We can maximize the .vocab[likelihood function]. Assuming the observations are
i.i.d., in general we have:

`\begin{align*}
\mathcal{L}(\lambda | Y) &= f(y_1, y_2, \cdots, y_n | \lambda)\\
&= f(y_1 | \lambda)f(y_2 | \lambda) \cdots f(y_n | \lambda)\\
&= \prod\limits^{n}_{i = 1} f(y_i | \lambda).
\end{align*}`

The likelihood function is the probability of "seeing our observed data," 
**given** a value of `$\lambda$`. Do not get `$f(y_i | \lambda)$` confused with 
`$f(\lambda | y_i)$`!

.question[
If `$Y_1, Y_2, \cdots, Y_n$` are each i.i.d. distributed with `$Pois(\lambda)$`,
then what is the .vocab[Maximum Likelihood Estimate] (MLE) of `$\lambda$`?
]

---

### Maximum likelihood estimation

For our Poisson example, we thus have:

`\begin{align*}
\mathcal{L}(\lambda | Y) &= \prod\limits^{n}_{i = 1} f(y_i | \lambda)\\
&= \prod\limits_{i = 1}^n \frac{\lambda^y_i e^{-\lambda}}{y_i!}\\
\log \mathcal{L}(\lambda | Y) &= \sum_{i = 1}^n \left( y_i\log \lambda - \lambda - \log y_i! \right)\\
&= \log \lambda \sum_{i = 1}^n y_i - n\lambda - \sum_{i = 1}^n \log y_i!
==========
## JOB 1
Output the passage of the maximum likelihood notes between "We can maximize" and "f(y_i | \lambda).", inclusive.
## JOB 2
In the maximum likelihood notes, what is assumed about the observations before the likelihood is written as a product?
## JOB 3
Supply the next part of the maximum likelihood notes, picking up right after the last line shown.

Point annotation dataset records
==========
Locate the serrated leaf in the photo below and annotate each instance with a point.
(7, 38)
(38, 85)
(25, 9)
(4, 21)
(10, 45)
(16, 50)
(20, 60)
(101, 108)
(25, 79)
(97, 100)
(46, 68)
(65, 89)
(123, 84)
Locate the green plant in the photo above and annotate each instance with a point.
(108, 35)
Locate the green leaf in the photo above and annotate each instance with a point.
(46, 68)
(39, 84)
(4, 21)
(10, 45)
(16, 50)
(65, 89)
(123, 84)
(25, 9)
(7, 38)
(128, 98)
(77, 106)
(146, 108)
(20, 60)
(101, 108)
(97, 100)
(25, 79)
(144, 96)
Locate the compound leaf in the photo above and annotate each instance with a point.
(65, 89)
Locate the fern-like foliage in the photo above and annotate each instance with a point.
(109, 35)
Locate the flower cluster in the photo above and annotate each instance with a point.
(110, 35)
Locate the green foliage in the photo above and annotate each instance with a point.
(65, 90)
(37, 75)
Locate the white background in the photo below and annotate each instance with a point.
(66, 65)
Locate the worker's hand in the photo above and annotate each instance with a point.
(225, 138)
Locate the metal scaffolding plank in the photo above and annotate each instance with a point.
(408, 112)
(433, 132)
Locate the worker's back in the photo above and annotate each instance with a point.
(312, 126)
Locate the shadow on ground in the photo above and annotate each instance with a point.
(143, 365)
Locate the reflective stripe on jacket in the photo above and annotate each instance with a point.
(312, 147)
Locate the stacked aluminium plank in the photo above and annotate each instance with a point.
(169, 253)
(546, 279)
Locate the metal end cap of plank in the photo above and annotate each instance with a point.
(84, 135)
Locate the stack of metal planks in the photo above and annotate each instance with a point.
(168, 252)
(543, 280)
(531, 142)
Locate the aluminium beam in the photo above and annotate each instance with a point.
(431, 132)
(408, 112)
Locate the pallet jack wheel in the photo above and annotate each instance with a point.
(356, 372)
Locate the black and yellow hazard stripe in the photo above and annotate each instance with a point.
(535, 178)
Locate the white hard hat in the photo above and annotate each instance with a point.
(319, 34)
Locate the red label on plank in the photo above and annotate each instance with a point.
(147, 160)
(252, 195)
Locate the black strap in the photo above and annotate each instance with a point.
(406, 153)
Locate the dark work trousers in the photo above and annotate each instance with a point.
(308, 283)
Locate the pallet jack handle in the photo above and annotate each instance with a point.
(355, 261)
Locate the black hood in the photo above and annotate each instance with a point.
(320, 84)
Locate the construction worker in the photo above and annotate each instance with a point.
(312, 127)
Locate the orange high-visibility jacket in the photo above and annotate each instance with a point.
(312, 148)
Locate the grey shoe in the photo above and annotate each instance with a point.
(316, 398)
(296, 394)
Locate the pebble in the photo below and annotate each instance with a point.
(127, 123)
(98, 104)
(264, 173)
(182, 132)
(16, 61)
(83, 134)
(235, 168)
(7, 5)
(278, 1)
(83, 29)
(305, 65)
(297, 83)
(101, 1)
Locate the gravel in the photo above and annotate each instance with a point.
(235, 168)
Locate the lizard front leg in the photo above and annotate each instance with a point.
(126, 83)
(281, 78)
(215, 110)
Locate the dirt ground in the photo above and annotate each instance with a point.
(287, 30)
==========
## EXPECTED OUTPUT 1
We can maximize the .vocab[likelihood function]. Assuming the observations are
i.i.d., in general we have:

`\begin{align*}
\mathcal{L}(\lambda | Y) &= f(y_1, y_2, \cdots, y_n | \lambda)\\
&= f(y_1 | \lambda)f(y_2 | \lambda) \cdots f(y_n | \lambda)\\
&= \prod\limits^{n}_{i = 1} f(y_i | \lambda).

## EXPECTED OUTPUT 2
They are assumed to be i.i.d.

## EXPECTED OUTPUT 3
\end{align*}`

.question[
Why do we maximize the log-likelihood function here?
]

---

### Maximum likelihood estimation

Setting the .vocab[score function] equal to 0:

`\begin{align*}
\frac{\partial}{\partial\lambda}\log \mathcal{L}(\lambda | Y) = \frac{1}{\lambda}\sum_{i = 1}^n y_i - n &\stackrel{set}{=} 0\\
\implies \hat{\lambda} = \frac{1}{n}\sum_{i = 1}^n y_i,
\end{align*}`

as expected. Next, let's verify that `$\hat{\lambda}$` is indeed a maximum:

`\begin{align*}
\frac{\partial^2}{\partial\lambda^2}\log \mathcal{L}(\lambda | Y) &= -\frac{1}{\lambda^2}\sum_{i = 1}^n y_i - n\\
&< 0.
\end{align*}`

---

### Can we do better?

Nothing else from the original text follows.